*Extract to read*.
-.-.-

Baylor St. Luke's ordered to submit correction plan or risk losing Medicare funding

State regulators have ordered Houston-based Baylor St. Luke’s Medical Center to address patient safety and care quality issues or risk losing Medicare funding, according to letter cited by the Houston Chronicle.

The Texas Department of Health and Human Services has given the hospital 10 days to submit a detailed correction plan to address several violations regulators found, or risk losing Medicare funding, according to the letter sent April 30. 

Doug Lawson, PhD, St. Luke’s president, told the Houston Chronicle he is positive that the hospital will not lose federal funding.

"Clearly, this is a very significant situation that we take with the utmost seriousness," he said May 1. "We have already made significant improvements across the hospital, and we are confident remaining findings will be immediately addressed."

The issues at St. Luke's came up during an April investigation by state and federal regulators, who said they found violations related to infection control, quality assurance, patient rights, food services and St. Luke's physical environment and board oversight, according to the Houston Chronicle.

St. Luke's has had its hands full this year and in 2018 amid probes that have cited issues at the hospital.

CMS cut off funding for the hospital's heart transplant program last year after a Houston Chronicle and ProPublica investigation found a large number of patient deaths and unusual surgical complications after heart transplants in recent years. 

The hospital saw several leaders depart after the investigation.

In January, the hospital made three executive appointments after the resignations of St. Luke's President Gay Nord, Chief Nursing Officer Jennifer Nitschmann, MSN, RN, and Senior Vice President of Operations David Berger, MD.

In February, the hospital pledged reforms after after a CMS inspection revealed staff made more than 100 mistakes in labeling blood over a four-month period.

The April inspection was reportedly prompted by these findings.

-.-.-

*Dataset records*.
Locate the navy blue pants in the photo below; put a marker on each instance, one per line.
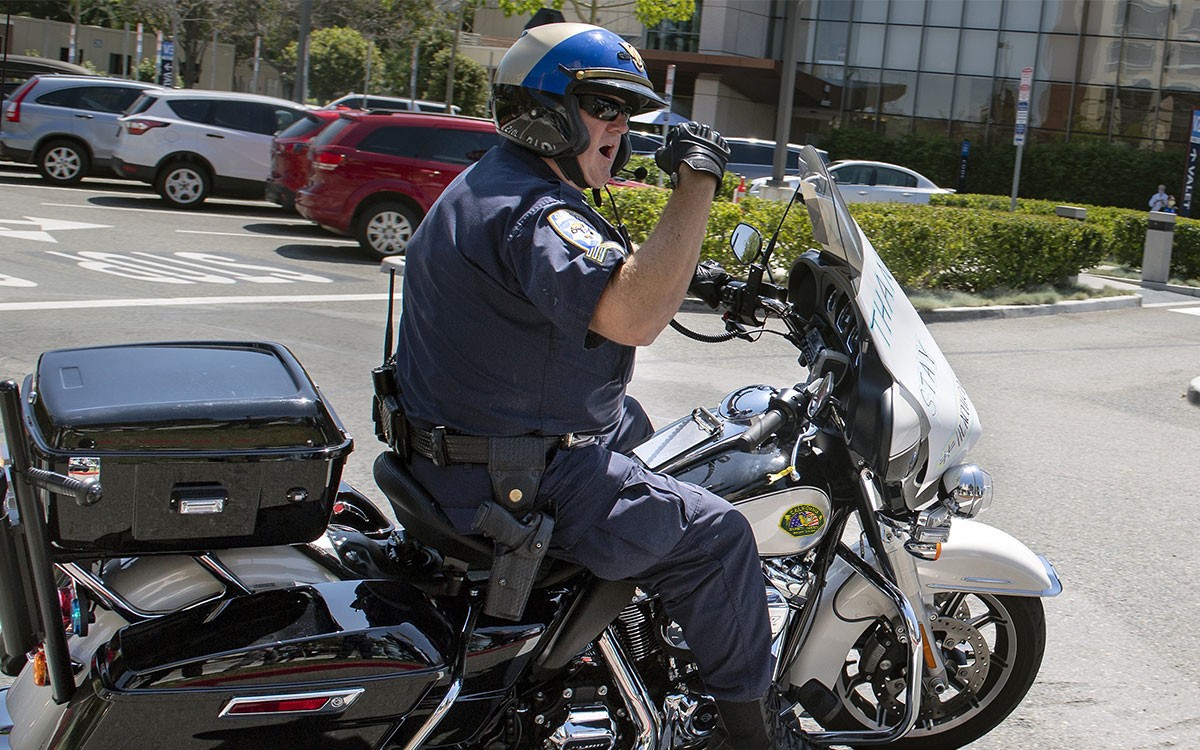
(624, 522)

-.-.-

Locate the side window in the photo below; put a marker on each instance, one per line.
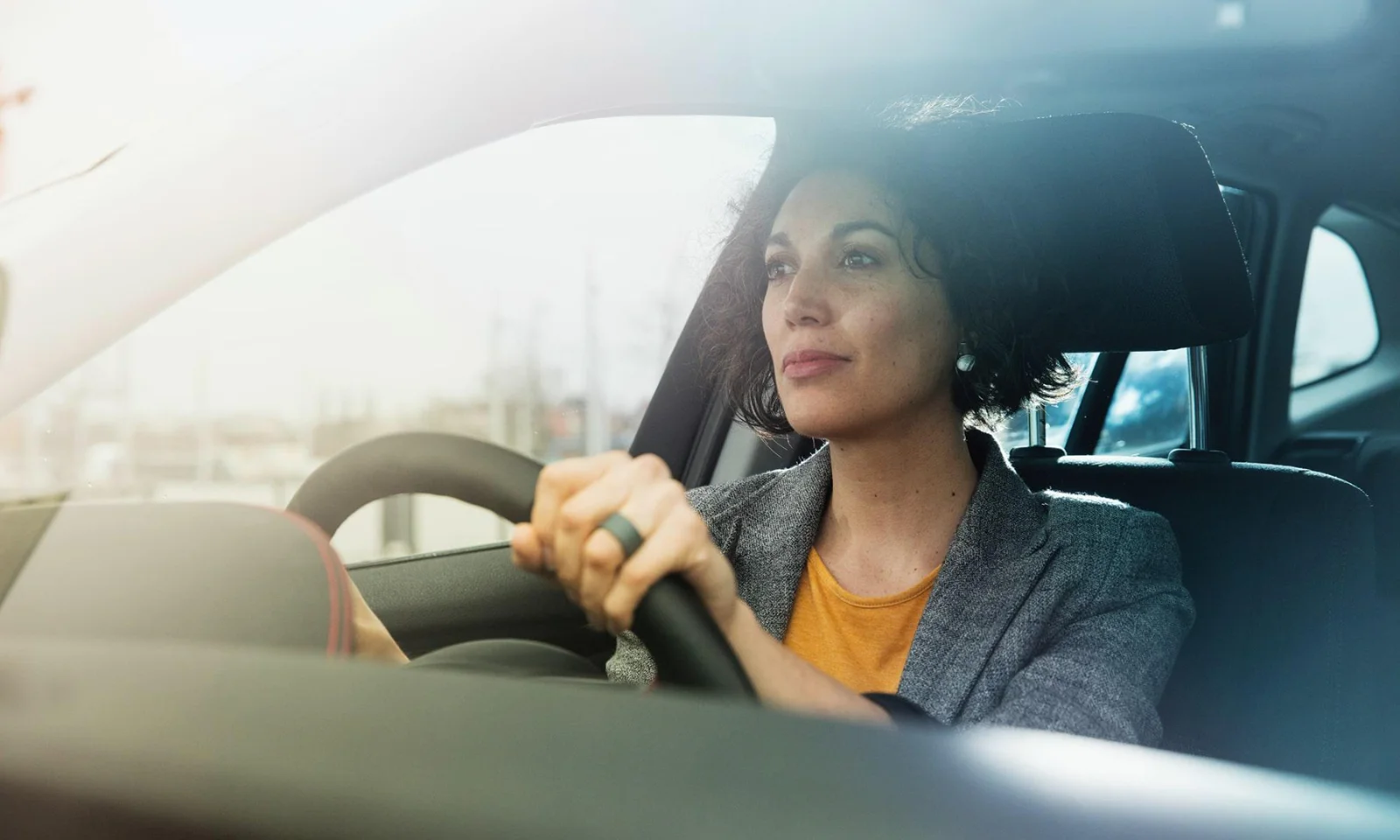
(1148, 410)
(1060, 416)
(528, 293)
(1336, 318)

-.-.-

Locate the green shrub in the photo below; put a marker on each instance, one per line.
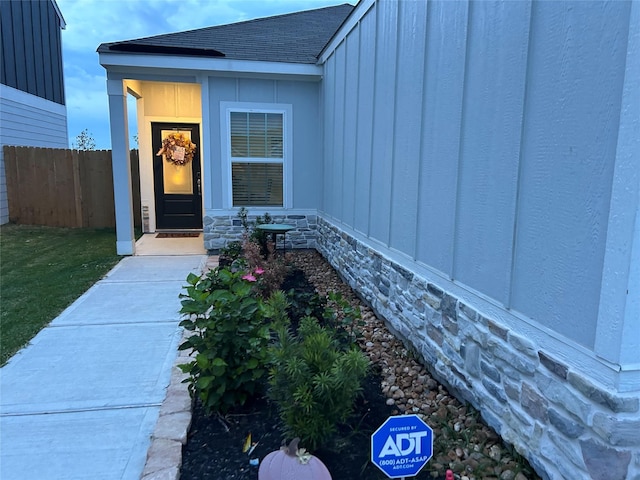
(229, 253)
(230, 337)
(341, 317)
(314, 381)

-.-.-

*The task*.
For each statement, say whether it agrees with the article about Baylor St. Luke's, giving yes or no together with the deciding words of the article quoted exactly. 1. State regulators gave the hospital 10 days to submit a correction plan. 2. CMS cut off funding for the hospital's kidney transplant program. 3. The February inspection found fewer than 50 mistakes in labeling blood. The material that comes after the article has no connection to it.

*Answer space*.
1. Yes: "has given the hospital 10 days to submit a detailed correction plan"
2. No: "CMS cut off funding for the hospital's heart transplant program last year"
3. No: "staff made more than 100 mistakes in labeling blood over a four-month period"